How is a luthier born? Or rather, how do I think a luthier should be born?
What follows is only my personal opinion and the likely result of my own professional history. It is therefore open to debate and holds true only till it is proved wrong.
This article offers me the opportunity of going back over my 20 year career and weighing up which factors have been essential or simply significant to my personal growth. First and foremost, there is my passion for music and in our case for guitar music in particular. If you allow me, I would like to add that my passion for working with wood was also significant, something which for others might take second place. A smile still comes to my face when I remember the first time I went to Brianza to buy wood for my first guitars: one set to be made out of Fir and Maple and two sets to be made out of Cedar and Indian Rosewood. Back then, going to buy wood was as exciting as going to a party, and twenty years down the line, I’d say it’s even more so!
But passion alone isn’t enough. You also need to be well-trained. There’s a good chance that not everyone has the opportunity of starting their career by attending a school, which I believe to be the ideal solution as it precludes a whole series of mistakes and expensive time wasting. A valid alternative however would be to help out in an established luthier’s workshop. Some people do take a self-taught approach to lutherie. I tried it myself at first but I soon felt the need for guidance and a teacher. People who have attended a school have followed courses on Technical Drawing, Organology (the history of musical instruments), Chemistry, Acoustic Physics, Varnishing and Restoration. You need to study a guitar in minute detail to understand how it’s been made, read up on anything and everything to do with lutherie and visit collections of guitars in exhibitions and museums. This theoretical side fuels the practical part of actually making the guitars because the curiosity and enthusiasm in seeking to reproduce what you have discovered is amazing.

### Assigned task 1
List every course that, according to the article on becoming a luthier, people who have attended a school have followed.
### Assigned task 2
Please return, word for word, the passage of the article on becoming a luthier that opens with the words containing "This article offers" and closes with "even more so!".

### Records
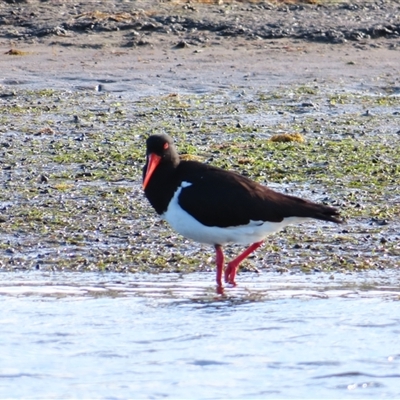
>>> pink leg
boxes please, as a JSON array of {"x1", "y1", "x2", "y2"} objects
[
  {"x1": 225, "y1": 240, "x2": 264, "y2": 286},
  {"x1": 214, "y1": 244, "x2": 224, "y2": 287}
]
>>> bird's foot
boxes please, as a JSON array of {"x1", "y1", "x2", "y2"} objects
[{"x1": 225, "y1": 262, "x2": 238, "y2": 286}]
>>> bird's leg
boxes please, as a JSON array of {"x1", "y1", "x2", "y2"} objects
[
  {"x1": 214, "y1": 244, "x2": 224, "y2": 287},
  {"x1": 225, "y1": 240, "x2": 264, "y2": 286}
]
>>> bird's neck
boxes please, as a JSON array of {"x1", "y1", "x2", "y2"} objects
[{"x1": 144, "y1": 159, "x2": 179, "y2": 215}]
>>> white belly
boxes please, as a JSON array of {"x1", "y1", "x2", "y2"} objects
[{"x1": 162, "y1": 182, "x2": 304, "y2": 245}]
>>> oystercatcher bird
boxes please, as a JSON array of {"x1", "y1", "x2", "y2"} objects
[{"x1": 143, "y1": 134, "x2": 342, "y2": 287}]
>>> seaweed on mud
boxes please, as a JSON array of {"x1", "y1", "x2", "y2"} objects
[{"x1": 0, "y1": 85, "x2": 400, "y2": 273}]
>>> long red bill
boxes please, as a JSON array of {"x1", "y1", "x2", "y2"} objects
[{"x1": 143, "y1": 153, "x2": 161, "y2": 189}]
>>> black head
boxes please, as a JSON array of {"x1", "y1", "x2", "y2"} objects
[
  {"x1": 143, "y1": 134, "x2": 179, "y2": 189},
  {"x1": 146, "y1": 133, "x2": 178, "y2": 161}
]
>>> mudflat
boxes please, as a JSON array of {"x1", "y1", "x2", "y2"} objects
[{"x1": 0, "y1": 1, "x2": 400, "y2": 272}]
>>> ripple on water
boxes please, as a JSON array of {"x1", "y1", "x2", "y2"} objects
[{"x1": 0, "y1": 272, "x2": 400, "y2": 399}]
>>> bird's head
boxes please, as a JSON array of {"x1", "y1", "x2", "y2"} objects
[{"x1": 143, "y1": 134, "x2": 179, "y2": 189}]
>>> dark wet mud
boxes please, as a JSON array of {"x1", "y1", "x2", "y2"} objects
[{"x1": 0, "y1": 1, "x2": 400, "y2": 48}]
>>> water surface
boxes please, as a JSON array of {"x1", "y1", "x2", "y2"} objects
[{"x1": 0, "y1": 272, "x2": 400, "y2": 399}]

### Exercise output 1
- Technical Drawing
- Organology
- Chemistry
- Acoustic Physics
- Varnishing
- Restoration

### Exercise output 2
This article offers me the opportunity of going back over my 20 year career and weighing up which factors have been essential or simply significant to my personal growth. First and foremost, there is my passion for music and in our case for guitar music in particular. If you allow me, I would like to add that my passion for working with wood was also significant, something which for others might take second place. A smile still comes to my face when I remember the first time I went to Brianza to buy wood for my first guitars: one set to be made out of Fir and Maple and two sets to be made out of Cedar and Indian Rosewood. Back then, going to buy wood was as exciting as going to a party, and twenty years down the line, I’d say it’s even more so!